-- Entries provided --
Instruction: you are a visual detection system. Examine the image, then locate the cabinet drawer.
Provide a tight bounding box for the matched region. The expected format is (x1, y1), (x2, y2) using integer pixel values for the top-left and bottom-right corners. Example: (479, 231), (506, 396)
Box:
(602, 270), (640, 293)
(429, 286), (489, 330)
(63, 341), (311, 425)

-- Description of the task --
The whole listing above is to be restated word for word.

-- Answer to this task --
Instruction: you are a visual detection system. Examine the image, then locate the cabinet drawer.
Provide a tight bounding box for the matched region. The expected format is (x1, y1), (x2, y2) using integer pixel values for the top-left and bottom-right corners. Example: (479, 231), (506, 396)
Box:
(602, 270), (640, 293)
(429, 286), (489, 330)
(63, 341), (311, 425)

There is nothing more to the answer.